Task description — Write out exactly the lines from the one containing "Definition first: for each instance of the dome" through the last line of the records below, including both.

Data supplied —

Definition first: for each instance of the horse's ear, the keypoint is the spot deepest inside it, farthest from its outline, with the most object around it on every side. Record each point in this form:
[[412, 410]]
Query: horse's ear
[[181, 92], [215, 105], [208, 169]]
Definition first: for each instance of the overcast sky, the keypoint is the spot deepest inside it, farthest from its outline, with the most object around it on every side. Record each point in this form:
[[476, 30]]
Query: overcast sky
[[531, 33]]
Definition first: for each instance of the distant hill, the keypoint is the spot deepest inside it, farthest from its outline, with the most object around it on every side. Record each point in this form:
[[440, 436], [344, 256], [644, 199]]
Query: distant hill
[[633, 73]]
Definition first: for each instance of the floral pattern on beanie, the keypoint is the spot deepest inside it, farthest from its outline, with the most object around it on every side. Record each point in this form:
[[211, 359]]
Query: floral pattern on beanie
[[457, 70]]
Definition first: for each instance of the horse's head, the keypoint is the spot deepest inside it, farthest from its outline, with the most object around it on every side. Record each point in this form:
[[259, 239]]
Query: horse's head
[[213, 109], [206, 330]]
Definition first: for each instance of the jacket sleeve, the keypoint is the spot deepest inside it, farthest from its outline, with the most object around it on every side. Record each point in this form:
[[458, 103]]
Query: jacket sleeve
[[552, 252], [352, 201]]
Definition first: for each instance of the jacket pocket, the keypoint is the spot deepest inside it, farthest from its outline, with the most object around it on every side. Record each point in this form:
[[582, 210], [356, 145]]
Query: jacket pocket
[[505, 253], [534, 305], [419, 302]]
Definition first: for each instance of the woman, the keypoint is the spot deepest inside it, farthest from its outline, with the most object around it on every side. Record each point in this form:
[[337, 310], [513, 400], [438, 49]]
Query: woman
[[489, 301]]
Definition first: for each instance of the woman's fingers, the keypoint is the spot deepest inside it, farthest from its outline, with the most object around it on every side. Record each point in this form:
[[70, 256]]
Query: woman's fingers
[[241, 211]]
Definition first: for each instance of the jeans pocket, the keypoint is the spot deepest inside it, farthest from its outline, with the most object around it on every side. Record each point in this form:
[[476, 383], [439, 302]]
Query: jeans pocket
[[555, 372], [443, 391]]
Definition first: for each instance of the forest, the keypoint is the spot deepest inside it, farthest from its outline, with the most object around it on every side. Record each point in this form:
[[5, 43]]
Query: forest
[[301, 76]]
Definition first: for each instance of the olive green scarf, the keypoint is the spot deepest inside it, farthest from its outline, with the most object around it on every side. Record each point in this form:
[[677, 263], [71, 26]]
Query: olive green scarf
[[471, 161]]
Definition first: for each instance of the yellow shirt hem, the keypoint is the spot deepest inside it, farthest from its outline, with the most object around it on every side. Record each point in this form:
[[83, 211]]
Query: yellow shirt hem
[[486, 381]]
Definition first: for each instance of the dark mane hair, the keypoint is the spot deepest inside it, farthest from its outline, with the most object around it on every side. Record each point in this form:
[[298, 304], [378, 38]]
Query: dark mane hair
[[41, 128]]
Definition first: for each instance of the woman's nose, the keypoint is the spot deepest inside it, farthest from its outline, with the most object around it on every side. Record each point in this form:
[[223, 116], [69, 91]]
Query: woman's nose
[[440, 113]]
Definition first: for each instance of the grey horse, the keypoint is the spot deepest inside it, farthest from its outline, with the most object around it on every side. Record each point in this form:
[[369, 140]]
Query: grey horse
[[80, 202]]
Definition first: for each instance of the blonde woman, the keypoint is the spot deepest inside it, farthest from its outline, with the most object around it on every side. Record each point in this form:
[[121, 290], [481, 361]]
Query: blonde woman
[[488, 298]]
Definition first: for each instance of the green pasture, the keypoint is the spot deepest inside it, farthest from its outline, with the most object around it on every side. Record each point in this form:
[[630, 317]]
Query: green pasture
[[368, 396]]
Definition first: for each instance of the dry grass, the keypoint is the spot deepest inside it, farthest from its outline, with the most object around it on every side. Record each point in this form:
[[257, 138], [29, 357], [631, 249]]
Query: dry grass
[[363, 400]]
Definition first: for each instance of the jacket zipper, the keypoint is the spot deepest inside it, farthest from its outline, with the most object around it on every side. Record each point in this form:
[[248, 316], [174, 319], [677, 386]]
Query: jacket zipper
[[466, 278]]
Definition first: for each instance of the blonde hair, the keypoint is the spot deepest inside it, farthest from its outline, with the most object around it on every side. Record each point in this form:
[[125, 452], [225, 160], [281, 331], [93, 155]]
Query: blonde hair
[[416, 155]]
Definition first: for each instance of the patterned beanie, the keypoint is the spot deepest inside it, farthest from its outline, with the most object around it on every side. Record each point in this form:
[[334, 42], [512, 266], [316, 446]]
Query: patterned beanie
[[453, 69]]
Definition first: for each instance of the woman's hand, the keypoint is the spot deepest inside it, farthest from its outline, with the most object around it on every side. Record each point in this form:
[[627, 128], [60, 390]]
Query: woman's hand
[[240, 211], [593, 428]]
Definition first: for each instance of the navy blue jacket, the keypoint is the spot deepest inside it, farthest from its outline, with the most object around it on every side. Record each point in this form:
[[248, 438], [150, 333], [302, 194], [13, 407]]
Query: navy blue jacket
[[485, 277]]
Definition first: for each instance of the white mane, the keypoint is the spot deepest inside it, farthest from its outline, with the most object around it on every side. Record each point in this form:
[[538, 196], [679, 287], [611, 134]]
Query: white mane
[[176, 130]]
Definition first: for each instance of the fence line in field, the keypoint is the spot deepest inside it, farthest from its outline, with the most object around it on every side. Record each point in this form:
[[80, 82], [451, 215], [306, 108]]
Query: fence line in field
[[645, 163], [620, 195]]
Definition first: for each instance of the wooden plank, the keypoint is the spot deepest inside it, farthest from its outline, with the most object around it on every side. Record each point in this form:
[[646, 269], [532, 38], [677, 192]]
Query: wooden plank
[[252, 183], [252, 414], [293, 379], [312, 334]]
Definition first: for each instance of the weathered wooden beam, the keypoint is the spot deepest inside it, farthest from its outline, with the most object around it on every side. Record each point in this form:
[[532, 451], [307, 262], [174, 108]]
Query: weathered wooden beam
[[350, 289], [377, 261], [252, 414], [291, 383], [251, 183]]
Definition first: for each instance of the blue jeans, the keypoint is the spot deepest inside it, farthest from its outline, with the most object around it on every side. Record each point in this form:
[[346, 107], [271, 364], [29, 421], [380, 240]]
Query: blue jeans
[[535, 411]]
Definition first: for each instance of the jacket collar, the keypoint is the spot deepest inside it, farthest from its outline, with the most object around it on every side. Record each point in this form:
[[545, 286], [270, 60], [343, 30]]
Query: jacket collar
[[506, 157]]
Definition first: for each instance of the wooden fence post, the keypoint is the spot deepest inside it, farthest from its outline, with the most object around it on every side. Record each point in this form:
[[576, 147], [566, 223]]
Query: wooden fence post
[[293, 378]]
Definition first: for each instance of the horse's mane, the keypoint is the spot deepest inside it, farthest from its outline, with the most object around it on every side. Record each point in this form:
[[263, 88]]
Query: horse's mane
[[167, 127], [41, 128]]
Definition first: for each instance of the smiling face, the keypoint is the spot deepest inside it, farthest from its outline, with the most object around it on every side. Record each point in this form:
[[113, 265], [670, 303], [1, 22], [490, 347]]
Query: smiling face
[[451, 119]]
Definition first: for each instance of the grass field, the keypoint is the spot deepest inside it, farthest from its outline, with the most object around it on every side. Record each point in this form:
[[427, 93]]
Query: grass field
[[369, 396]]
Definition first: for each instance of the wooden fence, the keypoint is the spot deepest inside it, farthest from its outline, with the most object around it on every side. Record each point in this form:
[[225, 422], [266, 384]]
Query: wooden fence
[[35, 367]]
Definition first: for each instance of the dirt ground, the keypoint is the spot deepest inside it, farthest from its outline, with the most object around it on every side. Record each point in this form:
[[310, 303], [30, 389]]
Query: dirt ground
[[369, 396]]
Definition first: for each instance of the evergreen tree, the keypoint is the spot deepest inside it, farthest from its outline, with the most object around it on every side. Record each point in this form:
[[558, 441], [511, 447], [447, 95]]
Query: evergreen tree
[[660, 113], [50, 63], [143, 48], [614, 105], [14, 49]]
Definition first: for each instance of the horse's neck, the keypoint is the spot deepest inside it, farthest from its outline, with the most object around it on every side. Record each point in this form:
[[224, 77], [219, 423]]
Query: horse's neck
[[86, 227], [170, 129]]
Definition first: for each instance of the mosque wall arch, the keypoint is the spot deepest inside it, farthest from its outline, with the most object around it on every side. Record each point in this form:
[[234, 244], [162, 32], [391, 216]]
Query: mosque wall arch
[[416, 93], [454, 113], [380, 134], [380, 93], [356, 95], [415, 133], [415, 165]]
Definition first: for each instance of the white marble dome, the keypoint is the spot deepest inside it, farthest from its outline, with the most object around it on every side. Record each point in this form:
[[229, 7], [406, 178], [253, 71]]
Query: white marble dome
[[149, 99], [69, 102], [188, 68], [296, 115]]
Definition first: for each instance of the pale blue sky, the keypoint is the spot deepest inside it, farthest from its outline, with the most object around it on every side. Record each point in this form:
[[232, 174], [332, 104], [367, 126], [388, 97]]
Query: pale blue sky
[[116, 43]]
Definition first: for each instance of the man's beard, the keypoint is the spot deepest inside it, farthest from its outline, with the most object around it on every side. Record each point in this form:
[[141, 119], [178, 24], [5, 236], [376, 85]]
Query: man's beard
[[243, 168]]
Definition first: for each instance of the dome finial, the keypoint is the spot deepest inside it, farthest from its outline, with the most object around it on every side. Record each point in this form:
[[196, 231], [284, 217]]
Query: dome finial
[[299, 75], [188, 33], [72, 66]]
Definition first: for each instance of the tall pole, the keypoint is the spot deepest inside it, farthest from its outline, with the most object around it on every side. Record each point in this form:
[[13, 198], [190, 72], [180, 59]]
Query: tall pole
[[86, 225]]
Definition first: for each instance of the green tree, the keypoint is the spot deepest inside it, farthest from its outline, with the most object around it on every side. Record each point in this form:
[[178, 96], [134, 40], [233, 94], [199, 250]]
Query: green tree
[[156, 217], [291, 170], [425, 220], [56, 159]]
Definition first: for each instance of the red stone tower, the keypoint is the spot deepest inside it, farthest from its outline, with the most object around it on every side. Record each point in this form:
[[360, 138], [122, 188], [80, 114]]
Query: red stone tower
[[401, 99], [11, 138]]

In response —
Definition first: for each instance of the dome finial, the keypoint is the spot deepest inside it, farthest from its outline, with the most object around it on every side. Record each point in this form:
[[196, 231], [284, 217]]
Query: dome finial
[[299, 75], [188, 33], [72, 66]]
Definition first: for each instance of the tall pole, the keypoint is the spot deepest inside it, farthest from its outline, with the most object around it on every side. Record each point in this form:
[[13, 198], [190, 72], [180, 59]]
Query: tall pole
[[86, 225]]
Definition first: for each instance of the green tree, the keypoint is the spot deepest inside it, farthest from its outline, with the most object around it on every side. Record each point in this form:
[[178, 96], [134, 40], [233, 94], [199, 250]]
Query: green tree
[[156, 217], [291, 170], [425, 220], [56, 159]]
Definition first: for each instance of the red stone tower, the keypoint is the spot deepest inside it, farthest from its outline, with the most object around it on every side. Record each point in this form:
[[360, 138], [122, 188], [80, 114]]
Query: red stone tower
[[401, 99], [11, 138]]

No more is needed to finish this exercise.